### TO DO
Can you put everything below, from the line containing "Cam-trap alert: motion was detected. Identify eyelid" down to and including the line containing "203, 356, 306, 399", into a JSON list of strings, one string per line, with blank lines left out?

______

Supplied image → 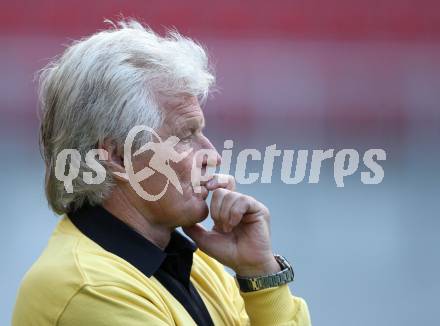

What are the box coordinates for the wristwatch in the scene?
[235,255,294,292]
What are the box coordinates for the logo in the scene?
[117,125,192,201]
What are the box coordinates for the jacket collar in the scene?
[69,205,197,279]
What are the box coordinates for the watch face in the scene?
[236,255,294,292]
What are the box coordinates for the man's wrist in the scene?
[236,255,294,292]
[234,255,281,277]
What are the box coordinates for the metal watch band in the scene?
[236,255,294,292]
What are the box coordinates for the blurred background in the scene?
[0,0,440,326]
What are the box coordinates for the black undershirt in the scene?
[69,205,214,325]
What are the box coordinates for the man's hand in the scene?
[184,175,280,276]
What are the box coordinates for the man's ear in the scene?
[98,138,128,182]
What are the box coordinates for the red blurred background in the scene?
[0,0,440,129]
[0,0,440,326]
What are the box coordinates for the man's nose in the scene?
[202,137,222,168]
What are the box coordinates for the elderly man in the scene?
[13,21,310,326]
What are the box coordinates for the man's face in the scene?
[133,96,220,227]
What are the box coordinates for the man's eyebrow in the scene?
[186,118,205,131]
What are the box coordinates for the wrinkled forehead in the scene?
[159,95,205,130]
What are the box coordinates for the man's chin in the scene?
[181,202,209,227]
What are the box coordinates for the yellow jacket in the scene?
[12,217,310,326]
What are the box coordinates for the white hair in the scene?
[39,20,214,214]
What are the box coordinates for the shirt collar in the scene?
[69,205,197,279]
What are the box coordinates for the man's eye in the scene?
[180,135,192,142]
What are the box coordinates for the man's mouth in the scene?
[193,181,209,200]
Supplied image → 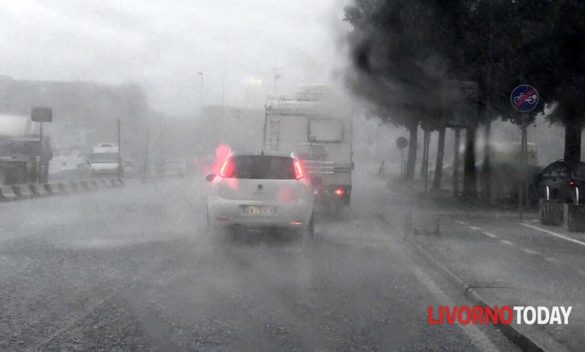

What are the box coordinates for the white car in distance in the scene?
[207,154,313,236]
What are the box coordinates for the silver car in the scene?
[207,154,313,236]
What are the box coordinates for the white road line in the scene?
[520,222,585,247]
[412,266,499,352]
[483,231,498,238]
[522,248,540,255]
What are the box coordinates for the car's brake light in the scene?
[219,159,234,178]
[294,160,305,180]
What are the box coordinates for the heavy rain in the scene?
[0,0,585,352]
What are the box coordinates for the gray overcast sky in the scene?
[0,0,344,113]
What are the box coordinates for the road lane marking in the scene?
[500,240,514,246]
[483,231,498,238]
[412,265,499,352]
[520,222,585,247]
[522,248,540,255]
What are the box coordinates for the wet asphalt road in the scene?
[0,176,515,351]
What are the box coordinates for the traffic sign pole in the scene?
[510,84,540,221]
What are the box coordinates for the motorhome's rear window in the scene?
[309,118,344,143]
[232,156,295,180]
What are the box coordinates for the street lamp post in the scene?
[199,72,203,108]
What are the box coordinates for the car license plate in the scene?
[243,205,275,216]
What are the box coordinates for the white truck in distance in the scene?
[89,143,121,177]
[263,86,353,209]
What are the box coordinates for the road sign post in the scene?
[396,137,408,177]
[510,84,540,220]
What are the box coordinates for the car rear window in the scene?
[232,156,295,180]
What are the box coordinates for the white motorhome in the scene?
[263,86,353,207]
[89,143,121,177]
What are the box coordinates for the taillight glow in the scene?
[294,160,305,180]
[219,159,234,178]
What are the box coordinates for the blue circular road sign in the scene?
[510,84,540,112]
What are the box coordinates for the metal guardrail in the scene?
[0,178,125,202]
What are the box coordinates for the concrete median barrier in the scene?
[12,185,34,199]
[0,178,126,202]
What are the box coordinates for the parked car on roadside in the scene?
[531,160,585,203]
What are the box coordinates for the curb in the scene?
[379,214,568,352]
[0,178,125,202]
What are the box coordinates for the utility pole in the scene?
[117,119,123,178]
[199,72,203,109]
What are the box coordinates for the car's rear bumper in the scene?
[208,198,313,228]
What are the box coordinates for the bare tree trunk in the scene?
[463,124,477,199]
[433,126,445,189]
[481,120,492,203]
[420,128,431,191]
[453,128,461,197]
[564,116,583,164]
[404,122,418,180]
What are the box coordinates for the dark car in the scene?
[533,160,585,203]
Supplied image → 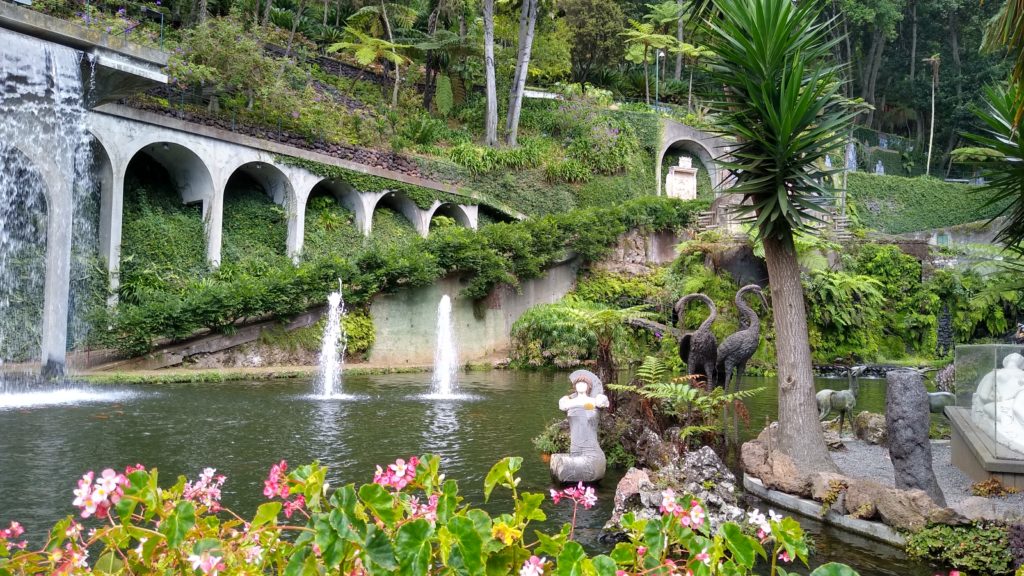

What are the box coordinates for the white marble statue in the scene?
[551,370,608,483]
[971,353,1024,454]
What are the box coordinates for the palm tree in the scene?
[556,298,654,383]
[620,19,676,104]
[922,54,939,176]
[708,0,856,471]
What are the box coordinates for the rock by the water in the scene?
[880,370,946,504]
[604,446,743,533]
[853,410,889,445]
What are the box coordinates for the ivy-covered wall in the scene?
[847,172,1002,234]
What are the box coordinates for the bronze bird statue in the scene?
[715,284,768,392]
[675,294,718,385]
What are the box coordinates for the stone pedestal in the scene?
[665,156,697,200]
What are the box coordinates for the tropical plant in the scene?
[556,296,654,382]
[708,0,855,470]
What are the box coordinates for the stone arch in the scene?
[125,140,216,206]
[370,191,430,238]
[427,202,476,229]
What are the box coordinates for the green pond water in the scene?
[0,371,932,576]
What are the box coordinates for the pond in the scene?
[0,371,932,576]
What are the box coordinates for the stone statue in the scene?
[676,294,718,384]
[551,370,608,483]
[971,353,1024,453]
[715,284,768,392]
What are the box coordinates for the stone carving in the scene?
[551,370,608,483]
[971,353,1024,453]
[676,294,718,383]
[886,370,946,506]
[715,284,768,390]
[814,366,867,438]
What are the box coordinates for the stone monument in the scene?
[551,370,608,483]
[971,353,1024,453]
[665,156,697,200]
[886,370,946,506]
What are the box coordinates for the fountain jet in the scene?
[313,280,348,398]
[431,294,459,398]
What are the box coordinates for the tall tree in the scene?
[483,0,498,146]
[925,54,939,175]
[505,0,540,146]
[709,0,855,471]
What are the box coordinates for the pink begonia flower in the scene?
[519,556,547,576]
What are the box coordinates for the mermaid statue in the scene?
[551,370,608,483]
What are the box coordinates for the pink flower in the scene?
[188,551,225,576]
[519,556,547,576]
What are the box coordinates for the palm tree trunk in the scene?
[505,0,538,147]
[643,45,650,106]
[381,0,401,109]
[483,0,498,146]
[763,233,837,472]
[676,0,683,82]
[285,0,306,58]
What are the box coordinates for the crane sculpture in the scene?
[675,294,718,385]
[814,366,867,438]
[715,284,768,392]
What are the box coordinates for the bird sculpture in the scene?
[814,366,867,438]
[676,294,718,384]
[715,284,768,390]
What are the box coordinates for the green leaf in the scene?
[594,553,623,576]
[811,562,859,576]
[92,551,125,574]
[160,501,196,548]
[252,502,282,528]
[395,518,434,576]
[722,522,757,568]
[364,524,398,572]
[558,542,587,576]
[447,516,484,576]
[359,484,401,528]
[483,456,522,502]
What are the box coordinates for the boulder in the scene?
[880,370,946,504]
[853,410,889,445]
[739,440,811,497]
[874,488,942,532]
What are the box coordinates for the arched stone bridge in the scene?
[88,105,478,279]
[654,118,731,198]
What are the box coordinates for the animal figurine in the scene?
[814,366,867,438]
[715,284,768,390]
[675,294,718,385]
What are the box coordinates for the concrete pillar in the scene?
[203,190,224,268]
[99,162,127,297]
[41,179,72,377]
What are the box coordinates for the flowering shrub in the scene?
[0,455,855,576]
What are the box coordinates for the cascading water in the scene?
[431,294,459,398]
[0,30,98,369]
[313,281,348,398]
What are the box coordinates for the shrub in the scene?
[0,455,827,576]
[906,524,1013,575]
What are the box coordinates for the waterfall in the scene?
[313,280,348,398]
[431,294,459,398]
[0,30,99,369]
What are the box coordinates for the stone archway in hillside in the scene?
[221,161,297,261]
[430,202,475,229]
[654,120,729,196]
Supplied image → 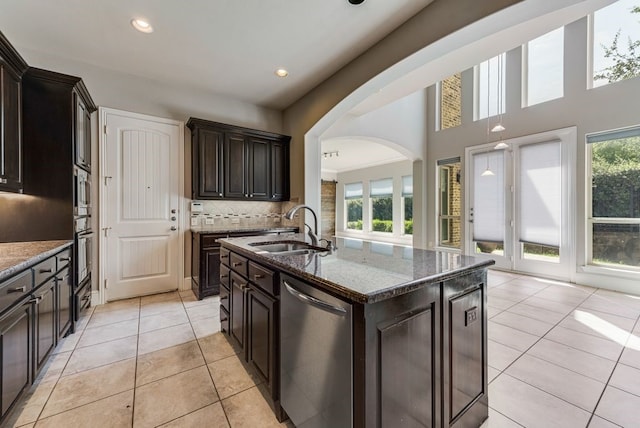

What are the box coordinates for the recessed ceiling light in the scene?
[131,18,153,33]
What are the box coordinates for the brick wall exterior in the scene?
[440,73,462,129]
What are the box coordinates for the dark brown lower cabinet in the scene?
[56,267,73,341]
[34,277,57,378]
[0,298,33,416]
[229,272,248,349]
[246,284,279,395]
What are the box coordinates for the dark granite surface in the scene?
[191,225,298,235]
[220,234,494,303]
[0,241,73,281]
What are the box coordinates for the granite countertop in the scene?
[220,234,494,303]
[0,240,73,281]
[191,224,298,235]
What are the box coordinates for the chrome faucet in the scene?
[284,205,318,247]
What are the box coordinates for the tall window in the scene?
[369,178,393,233]
[438,158,462,248]
[523,27,564,106]
[344,183,362,230]
[439,73,462,129]
[587,127,640,268]
[592,0,640,87]
[475,53,507,120]
[402,175,413,235]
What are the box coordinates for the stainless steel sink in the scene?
[249,241,329,256]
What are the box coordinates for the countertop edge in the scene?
[0,240,73,282]
[221,240,495,304]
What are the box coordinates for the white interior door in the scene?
[467,127,576,280]
[101,110,182,301]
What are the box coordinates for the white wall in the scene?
[336,160,415,245]
[426,18,640,293]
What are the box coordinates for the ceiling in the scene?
[0,0,432,109]
[320,138,407,173]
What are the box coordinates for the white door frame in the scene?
[464,126,577,282]
[97,107,186,304]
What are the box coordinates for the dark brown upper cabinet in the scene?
[187,118,291,201]
[0,33,27,193]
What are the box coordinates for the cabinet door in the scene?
[224,133,249,199]
[192,129,224,199]
[248,137,271,200]
[229,272,247,349]
[200,247,220,296]
[33,278,56,379]
[74,94,91,171]
[247,284,279,396]
[270,141,289,201]
[0,303,31,416]
[56,268,72,340]
[0,61,22,192]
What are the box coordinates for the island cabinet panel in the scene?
[442,272,488,427]
[247,284,279,395]
[187,118,291,201]
[379,307,436,427]
[0,299,33,420]
[364,284,441,427]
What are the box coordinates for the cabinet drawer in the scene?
[220,248,231,266]
[229,253,247,278]
[220,287,229,312]
[220,307,229,334]
[56,248,71,270]
[33,257,56,287]
[220,264,229,290]
[249,261,278,296]
[0,270,31,313]
[205,235,225,249]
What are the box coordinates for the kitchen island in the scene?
[220,235,493,427]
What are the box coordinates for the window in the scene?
[369,178,393,233]
[591,0,640,87]
[587,127,640,268]
[475,53,506,120]
[439,73,462,129]
[402,175,413,235]
[438,158,462,248]
[344,183,362,230]
[523,27,564,106]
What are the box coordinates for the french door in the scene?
[465,128,576,280]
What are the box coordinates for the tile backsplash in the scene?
[189,200,299,227]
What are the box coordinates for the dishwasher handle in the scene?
[282,281,347,316]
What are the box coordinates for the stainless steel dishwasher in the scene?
[280,275,353,428]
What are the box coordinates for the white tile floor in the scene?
[483,271,640,428]
[7,271,640,428]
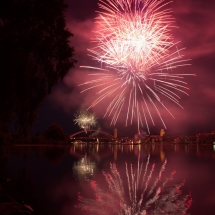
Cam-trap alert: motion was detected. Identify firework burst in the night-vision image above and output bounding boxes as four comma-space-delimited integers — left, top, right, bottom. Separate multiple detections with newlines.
81, 0, 195, 132
74, 111, 98, 132
76, 157, 192, 215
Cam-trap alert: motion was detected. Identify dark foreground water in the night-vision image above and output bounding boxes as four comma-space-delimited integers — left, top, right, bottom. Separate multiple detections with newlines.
0, 144, 215, 215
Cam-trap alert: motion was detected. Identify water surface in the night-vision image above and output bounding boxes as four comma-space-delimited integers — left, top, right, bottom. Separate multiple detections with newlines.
0, 144, 215, 215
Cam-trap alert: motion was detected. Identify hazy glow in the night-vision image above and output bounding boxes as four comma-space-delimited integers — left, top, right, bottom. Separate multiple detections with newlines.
74, 111, 97, 132
81, 0, 195, 132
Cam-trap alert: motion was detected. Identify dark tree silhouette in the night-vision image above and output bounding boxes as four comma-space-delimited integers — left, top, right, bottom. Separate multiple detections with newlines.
0, 0, 76, 134
45, 123, 68, 141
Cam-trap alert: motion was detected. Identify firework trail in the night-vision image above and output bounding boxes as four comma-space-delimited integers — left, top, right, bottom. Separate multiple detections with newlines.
74, 111, 98, 132
80, 0, 193, 133
76, 157, 192, 215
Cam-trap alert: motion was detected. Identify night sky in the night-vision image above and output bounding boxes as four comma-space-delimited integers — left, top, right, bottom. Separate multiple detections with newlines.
32, 0, 215, 136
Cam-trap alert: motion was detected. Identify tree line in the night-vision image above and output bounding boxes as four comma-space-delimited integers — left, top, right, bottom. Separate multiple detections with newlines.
0, 0, 76, 136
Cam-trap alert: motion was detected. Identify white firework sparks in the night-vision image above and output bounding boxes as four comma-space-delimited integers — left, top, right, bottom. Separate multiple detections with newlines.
81, 0, 193, 133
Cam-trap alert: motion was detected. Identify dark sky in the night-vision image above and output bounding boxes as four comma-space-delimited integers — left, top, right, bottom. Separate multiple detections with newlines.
32, 0, 215, 136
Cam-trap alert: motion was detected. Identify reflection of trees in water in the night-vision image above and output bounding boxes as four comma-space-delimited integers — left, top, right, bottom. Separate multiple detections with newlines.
0, 146, 70, 164
76, 157, 192, 215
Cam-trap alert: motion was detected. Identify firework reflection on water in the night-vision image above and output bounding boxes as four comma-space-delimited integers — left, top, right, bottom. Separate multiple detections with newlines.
75, 156, 192, 215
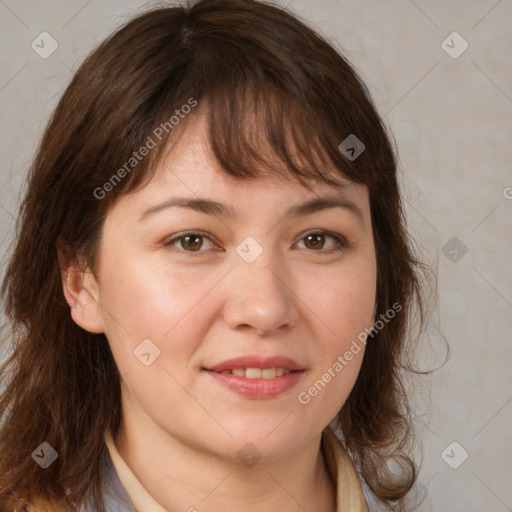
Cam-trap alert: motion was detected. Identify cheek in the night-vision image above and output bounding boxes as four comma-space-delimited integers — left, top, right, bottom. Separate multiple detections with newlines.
96, 258, 224, 371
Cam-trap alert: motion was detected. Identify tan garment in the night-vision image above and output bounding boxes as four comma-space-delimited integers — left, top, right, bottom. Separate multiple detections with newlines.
105, 427, 368, 512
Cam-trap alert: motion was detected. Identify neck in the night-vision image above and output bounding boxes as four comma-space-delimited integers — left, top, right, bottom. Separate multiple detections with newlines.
114, 411, 336, 512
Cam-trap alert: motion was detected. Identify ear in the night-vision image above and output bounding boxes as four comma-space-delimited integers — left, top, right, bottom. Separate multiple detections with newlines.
57, 243, 104, 334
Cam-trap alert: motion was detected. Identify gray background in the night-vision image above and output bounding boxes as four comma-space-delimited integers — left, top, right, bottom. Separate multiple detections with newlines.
0, 0, 512, 512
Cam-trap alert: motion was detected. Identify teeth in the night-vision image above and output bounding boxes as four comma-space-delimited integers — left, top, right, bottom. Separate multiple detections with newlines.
220, 368, 291, 379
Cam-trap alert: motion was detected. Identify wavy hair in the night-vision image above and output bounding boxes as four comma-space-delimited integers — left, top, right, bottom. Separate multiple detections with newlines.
0, 0, 430, 512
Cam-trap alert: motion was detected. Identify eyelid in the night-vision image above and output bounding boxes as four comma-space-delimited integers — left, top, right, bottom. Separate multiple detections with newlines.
163, 229, 351, 256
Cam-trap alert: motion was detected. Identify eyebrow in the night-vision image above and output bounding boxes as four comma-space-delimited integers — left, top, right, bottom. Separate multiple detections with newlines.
139, 197, 364, 223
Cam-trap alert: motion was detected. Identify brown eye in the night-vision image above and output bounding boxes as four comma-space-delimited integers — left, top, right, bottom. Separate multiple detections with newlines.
300, 231, 348, 254
179, 235, 203, 251
163, 232, 213, 255
304, 233, 325, 249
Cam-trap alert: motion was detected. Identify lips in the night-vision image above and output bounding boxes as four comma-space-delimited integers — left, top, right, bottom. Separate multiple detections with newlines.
205, 356, 305, 372
203, 356, 306, 399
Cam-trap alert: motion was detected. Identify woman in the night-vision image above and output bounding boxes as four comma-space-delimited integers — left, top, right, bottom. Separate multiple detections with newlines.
0, 0, 428, 512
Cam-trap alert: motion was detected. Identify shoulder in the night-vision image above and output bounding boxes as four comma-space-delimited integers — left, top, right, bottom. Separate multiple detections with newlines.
77, 446, 136, 512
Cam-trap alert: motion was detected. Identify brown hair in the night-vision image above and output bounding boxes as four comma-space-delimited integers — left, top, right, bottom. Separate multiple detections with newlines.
0, 0, 423, 512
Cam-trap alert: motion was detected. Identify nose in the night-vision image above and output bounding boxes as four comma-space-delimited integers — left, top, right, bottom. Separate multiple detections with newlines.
224, 251, 299, 335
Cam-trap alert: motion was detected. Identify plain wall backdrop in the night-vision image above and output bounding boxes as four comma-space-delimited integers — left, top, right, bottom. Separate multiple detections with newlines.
0, 0, 512, 512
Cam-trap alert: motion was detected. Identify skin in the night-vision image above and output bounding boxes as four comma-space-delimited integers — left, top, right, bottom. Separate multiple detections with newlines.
60, 117, 376, 512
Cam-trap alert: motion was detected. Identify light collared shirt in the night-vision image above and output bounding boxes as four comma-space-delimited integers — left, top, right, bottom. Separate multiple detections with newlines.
89, 427, 384, 512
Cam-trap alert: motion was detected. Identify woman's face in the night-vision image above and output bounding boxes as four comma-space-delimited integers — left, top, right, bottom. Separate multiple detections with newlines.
86, 118, 376, 459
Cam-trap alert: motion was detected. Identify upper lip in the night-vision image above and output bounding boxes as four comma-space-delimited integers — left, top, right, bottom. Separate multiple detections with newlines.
205, 356, 305, 372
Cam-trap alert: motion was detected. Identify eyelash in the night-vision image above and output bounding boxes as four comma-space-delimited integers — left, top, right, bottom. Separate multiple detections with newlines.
163, 230, 350, 256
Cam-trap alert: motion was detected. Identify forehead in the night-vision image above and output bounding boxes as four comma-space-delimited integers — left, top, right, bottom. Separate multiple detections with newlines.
150, 113, 354, 194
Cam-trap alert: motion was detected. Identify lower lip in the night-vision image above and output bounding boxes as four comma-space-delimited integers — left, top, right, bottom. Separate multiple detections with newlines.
206, 370, 304, 398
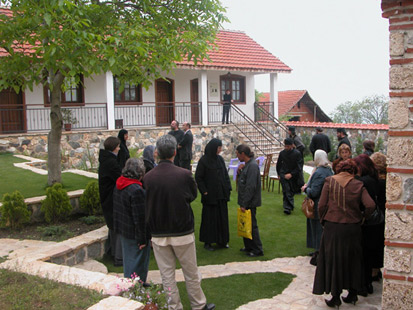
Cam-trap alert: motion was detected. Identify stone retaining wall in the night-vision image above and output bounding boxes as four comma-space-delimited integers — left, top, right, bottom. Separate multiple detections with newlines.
0, 125, 243, 169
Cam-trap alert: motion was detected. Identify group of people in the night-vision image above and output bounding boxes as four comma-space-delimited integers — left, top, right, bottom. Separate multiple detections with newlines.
292, 128, 387, 307
98, 126, 263, 310
99, 121, 386, 309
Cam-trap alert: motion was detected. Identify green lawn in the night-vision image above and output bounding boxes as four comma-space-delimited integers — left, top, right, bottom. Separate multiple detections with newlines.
0, 269, 103, 310
102, 176, 309, 273
178, 272, 294, 310
0, 154, 93, 200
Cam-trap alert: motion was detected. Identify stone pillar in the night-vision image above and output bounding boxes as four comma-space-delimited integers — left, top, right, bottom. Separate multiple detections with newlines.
106, 72, 115, 130
270, 73, 278, 118
382, 0, 413, 310
198, 70, 208, 126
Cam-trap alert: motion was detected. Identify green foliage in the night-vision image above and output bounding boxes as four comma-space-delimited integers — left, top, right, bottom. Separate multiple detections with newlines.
79, 181, 102, 215
41, 183, 72, 223
374, 137, 384, 152
122, 273, 170, 310
79, 215, 103, 225
353, 136, 363, 157
0, 191, 30, 229
330, 95, 389, 124
37, 226, 69, 237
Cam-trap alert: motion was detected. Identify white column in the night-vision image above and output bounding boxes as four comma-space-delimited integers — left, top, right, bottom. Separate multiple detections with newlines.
270, 73, 278, 118
106, 72, 115, 130
198, 70, 208, 126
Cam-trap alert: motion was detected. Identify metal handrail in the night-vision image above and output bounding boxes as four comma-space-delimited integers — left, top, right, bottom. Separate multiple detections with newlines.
231, 104, 278, 161
254, 102, 288, 145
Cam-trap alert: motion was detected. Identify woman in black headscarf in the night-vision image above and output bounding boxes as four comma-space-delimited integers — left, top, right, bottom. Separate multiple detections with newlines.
117, 129, 130, 169
195, 138, 232, 251
143, 145, 156, 173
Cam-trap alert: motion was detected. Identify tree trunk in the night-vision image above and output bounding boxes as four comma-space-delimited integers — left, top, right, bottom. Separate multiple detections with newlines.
47, 73, 64, 186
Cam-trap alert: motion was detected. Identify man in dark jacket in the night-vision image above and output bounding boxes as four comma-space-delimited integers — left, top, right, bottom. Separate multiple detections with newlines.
276, 138, 304, 215
310, 127, 331, 158
236, 144, 264, 257
143, 135, 215, 310
336, 128, 351, 158
168, 120, 184, 167
113, 158, 151, 285
288, 126, 305, 157
178, 122, 194, 170
98, 137, 122, 266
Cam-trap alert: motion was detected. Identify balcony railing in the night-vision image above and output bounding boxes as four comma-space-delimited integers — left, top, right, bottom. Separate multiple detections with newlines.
0, 102, 203, 134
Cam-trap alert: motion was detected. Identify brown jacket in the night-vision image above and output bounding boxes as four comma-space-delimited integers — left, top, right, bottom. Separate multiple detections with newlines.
318, 174, 376, 224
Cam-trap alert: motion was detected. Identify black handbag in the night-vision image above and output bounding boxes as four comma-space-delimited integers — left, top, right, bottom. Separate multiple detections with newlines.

______

### RESULT
[
  "Cam-trap alert: motion was detected. Identify eyelid in the night-vision image above and output bounding boxes as four comma-space-delimited integers — left, top, right, bottom. Separate multiple detections with newlines.",
  "163, 229, 351, 256",
  "Cam-trap alert: motion was detected. Identify eyebrow in the night-vision image above and output bounding boxes as four comma-space-delimited integers — left, top, right, bottom. Separate multiple detections with newlines.",
  "139, 197, 364, 223",
  "Cam-trap alert: motion was detected. Identify brown eye in the night-vision image above and output bounding boxes as four comma-space-delimited integers — left, top, right, bottom. Separate multiple detections with newlines.",
  "300, 231, 348, 254",
  "179, 235, 203, 251",
  "163, 232, 213, 255",
  "304, 233, 325, 249",
  "Cam-trap alert: motion was detected. Identify lips in the night-vision image above and output bounding boxes as four comma-space-delimited integers — left, top, right, bottom. Separate multiple detections with newlines.",
  "205, 356, 305, 372",
  "203, 356, 306, 399"
]